» **WORK TO COMPLETE**
Identify each line of the material below that contains the word "distant", and copy those lines in full.

◆ ◆ ◆ ◆ ◆

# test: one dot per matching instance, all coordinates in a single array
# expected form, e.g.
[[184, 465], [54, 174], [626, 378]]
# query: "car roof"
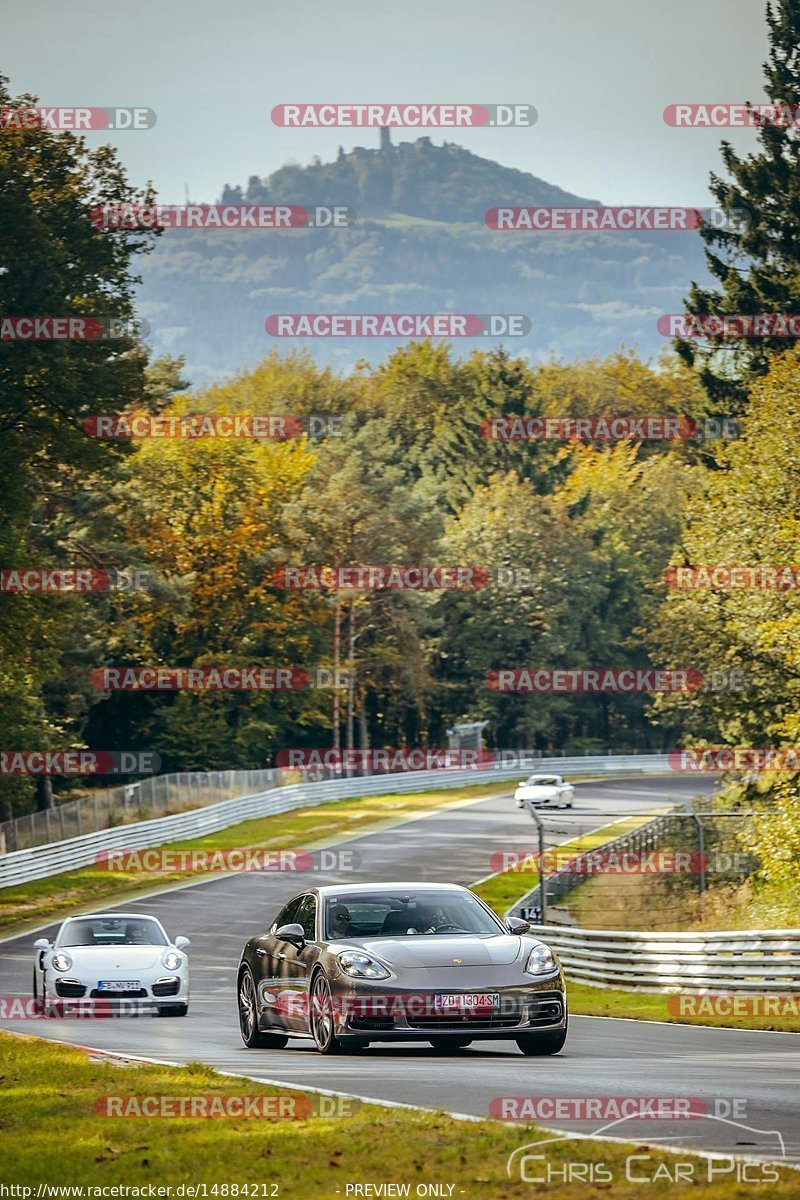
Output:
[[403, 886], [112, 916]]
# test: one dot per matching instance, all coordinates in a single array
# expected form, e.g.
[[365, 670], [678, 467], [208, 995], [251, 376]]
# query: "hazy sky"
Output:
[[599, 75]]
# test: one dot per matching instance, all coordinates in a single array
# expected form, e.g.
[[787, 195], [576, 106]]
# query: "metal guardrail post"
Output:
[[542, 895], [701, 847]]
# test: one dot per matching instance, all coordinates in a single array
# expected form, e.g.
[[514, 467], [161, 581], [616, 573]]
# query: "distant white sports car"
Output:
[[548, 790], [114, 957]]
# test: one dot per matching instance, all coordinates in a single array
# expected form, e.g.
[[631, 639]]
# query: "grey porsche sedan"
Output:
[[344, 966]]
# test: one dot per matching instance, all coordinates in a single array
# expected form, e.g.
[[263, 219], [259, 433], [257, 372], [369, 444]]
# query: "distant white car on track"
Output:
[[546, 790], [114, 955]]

◆ ◆ ◆ ◆ ◆

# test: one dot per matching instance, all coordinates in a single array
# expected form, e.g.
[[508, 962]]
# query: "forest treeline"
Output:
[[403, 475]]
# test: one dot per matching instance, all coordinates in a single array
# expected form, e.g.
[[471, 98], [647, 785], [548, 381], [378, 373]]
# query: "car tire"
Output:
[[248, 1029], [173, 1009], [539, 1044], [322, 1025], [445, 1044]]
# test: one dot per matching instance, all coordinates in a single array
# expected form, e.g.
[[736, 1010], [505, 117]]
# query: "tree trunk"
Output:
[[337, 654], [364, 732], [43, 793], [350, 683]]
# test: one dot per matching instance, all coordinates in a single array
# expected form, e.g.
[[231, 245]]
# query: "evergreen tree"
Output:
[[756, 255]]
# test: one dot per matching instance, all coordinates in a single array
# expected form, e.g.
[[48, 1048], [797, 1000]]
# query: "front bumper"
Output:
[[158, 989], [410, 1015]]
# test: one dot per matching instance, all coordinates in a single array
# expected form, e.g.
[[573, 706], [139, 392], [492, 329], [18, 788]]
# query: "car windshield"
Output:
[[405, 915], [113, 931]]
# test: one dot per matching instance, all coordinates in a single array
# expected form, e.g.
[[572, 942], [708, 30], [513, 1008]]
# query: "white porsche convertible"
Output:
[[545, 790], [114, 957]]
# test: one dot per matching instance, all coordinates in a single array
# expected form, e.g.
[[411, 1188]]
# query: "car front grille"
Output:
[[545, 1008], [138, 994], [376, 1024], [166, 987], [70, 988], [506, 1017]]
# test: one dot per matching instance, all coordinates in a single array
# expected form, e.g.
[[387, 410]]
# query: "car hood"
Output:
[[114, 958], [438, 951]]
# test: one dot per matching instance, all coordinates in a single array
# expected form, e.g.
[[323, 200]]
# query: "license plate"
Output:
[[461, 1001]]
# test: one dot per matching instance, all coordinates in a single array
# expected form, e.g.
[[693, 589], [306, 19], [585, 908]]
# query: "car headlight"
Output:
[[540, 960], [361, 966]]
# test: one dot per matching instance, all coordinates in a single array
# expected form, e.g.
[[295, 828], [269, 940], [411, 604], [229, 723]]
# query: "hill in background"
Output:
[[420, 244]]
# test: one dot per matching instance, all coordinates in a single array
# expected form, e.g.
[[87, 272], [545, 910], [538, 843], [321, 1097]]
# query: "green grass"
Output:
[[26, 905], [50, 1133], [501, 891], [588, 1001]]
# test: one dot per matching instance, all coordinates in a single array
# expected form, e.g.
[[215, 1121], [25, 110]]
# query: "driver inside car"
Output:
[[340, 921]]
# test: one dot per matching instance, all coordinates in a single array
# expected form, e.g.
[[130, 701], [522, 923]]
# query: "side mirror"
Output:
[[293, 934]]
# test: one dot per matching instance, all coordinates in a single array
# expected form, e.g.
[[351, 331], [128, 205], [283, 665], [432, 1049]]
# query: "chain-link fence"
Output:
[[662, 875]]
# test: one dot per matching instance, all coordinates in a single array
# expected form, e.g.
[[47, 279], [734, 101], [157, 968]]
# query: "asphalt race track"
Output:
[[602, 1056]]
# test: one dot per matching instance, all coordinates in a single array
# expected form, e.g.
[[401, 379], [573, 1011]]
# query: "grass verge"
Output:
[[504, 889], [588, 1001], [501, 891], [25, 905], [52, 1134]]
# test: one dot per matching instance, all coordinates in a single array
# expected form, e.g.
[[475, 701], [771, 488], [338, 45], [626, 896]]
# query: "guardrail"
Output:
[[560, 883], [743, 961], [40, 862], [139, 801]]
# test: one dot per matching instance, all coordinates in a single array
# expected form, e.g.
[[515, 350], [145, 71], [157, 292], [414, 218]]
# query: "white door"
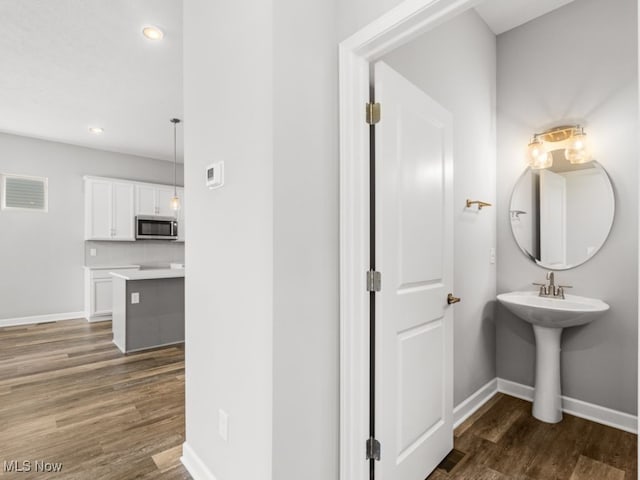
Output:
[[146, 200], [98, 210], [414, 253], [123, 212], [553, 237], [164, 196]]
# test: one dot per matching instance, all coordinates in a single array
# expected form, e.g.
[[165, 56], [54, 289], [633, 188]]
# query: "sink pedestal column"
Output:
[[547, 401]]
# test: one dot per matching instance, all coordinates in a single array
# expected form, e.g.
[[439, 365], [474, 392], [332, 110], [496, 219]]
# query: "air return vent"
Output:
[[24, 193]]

◆ ◆ ◆ ◆ ◆

» **PROBLEM SOLUTION**
# query: "distant white sports car"
# query: "distant white car on track"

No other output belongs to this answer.